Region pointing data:
*-*-*
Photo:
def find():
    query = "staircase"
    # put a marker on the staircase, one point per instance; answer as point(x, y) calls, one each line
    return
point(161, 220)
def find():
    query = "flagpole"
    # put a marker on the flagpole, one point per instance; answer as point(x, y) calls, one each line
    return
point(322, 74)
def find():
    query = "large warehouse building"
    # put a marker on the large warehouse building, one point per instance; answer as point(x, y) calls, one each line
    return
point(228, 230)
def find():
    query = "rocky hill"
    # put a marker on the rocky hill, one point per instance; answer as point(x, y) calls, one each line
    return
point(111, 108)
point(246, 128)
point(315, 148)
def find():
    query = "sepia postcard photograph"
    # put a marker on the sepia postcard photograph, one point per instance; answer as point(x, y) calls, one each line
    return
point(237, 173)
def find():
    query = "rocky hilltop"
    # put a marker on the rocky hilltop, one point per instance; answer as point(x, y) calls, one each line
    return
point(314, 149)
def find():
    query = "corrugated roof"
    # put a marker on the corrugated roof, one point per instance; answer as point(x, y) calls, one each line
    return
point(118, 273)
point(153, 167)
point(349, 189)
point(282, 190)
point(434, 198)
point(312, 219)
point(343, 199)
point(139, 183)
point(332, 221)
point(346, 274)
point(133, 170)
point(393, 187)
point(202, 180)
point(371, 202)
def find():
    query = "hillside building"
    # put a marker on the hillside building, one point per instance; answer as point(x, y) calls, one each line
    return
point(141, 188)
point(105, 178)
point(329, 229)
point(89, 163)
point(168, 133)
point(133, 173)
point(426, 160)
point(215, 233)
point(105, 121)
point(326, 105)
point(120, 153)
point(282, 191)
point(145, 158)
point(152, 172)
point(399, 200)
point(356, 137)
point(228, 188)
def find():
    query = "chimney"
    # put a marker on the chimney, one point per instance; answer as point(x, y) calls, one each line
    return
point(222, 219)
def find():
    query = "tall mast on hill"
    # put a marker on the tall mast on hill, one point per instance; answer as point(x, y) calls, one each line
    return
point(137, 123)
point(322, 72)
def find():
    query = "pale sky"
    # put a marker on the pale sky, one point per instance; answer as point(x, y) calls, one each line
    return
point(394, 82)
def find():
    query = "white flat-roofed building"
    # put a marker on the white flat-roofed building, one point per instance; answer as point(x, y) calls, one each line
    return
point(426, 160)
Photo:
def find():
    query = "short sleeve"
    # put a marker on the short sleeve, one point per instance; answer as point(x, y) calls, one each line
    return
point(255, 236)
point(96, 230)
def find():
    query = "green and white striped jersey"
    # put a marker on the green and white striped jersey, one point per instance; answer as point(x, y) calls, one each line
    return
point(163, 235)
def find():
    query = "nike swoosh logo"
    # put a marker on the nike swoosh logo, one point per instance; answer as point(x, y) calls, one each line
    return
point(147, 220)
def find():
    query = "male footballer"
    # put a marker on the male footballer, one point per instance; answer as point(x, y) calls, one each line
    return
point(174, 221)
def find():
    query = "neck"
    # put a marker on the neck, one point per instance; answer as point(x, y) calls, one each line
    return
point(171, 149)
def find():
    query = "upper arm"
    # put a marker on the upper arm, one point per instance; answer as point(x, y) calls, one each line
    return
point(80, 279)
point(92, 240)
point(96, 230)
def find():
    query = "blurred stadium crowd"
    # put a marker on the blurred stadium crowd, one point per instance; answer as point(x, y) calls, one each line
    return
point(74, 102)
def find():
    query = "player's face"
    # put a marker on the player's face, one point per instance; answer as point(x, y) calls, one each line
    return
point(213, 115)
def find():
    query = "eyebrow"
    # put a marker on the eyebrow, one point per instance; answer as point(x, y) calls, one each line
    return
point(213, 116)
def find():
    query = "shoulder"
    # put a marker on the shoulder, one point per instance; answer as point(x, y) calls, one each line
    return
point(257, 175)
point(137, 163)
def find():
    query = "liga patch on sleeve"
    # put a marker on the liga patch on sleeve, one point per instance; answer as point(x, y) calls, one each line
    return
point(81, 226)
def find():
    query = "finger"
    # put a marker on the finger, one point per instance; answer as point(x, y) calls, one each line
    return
*-*-*
Quote the data above verbatim from its first line to the line that includes "# put a marker on the corrugated", with both boundary lines retained.

*RESULT OF THE EXERCISE*:
Photo:
def find():
    query = "staircase"
    # put a marker on the staircase, one point per instance; answer as point(x, y) calls, one each line
    return
point(161, 220)
def find():
    query = "flagpole"
    # put a marker on the flagpole, one point per instance; answer as point(x, y) calls, one each line
    return
point(322, 74)
def find():
    query = "large warehouse building"
    # put a marker on the large warehouse building, one point per instance; answer as point(x, y) calls, one each line
    return
point(228, 230)
def find():
    query = "rocky hill"
    # put a marker on the rocky hill, one point per instance; answer as point(x, y) calls, one each line
    return
point(111, 108)
point(246, 128)
point(315, 148)
def find():
    query = "sepia postcard photograph"
    # put a marker on the sepia postcard photograph, one point per instance; answer as point(x, y) calls, one each line
    return
point(237, 173)
def find():
    query = "rocky hilltop"
    # put a marker on the rocky hilltop, one point per instance; answer as point(x, y) calls, one each line
    return
point(314, 149)
def find():
    query = "corrugated roof"
    # put a marker on the corrugated roof, one point per instance; answer as point(x, y) calls, one each line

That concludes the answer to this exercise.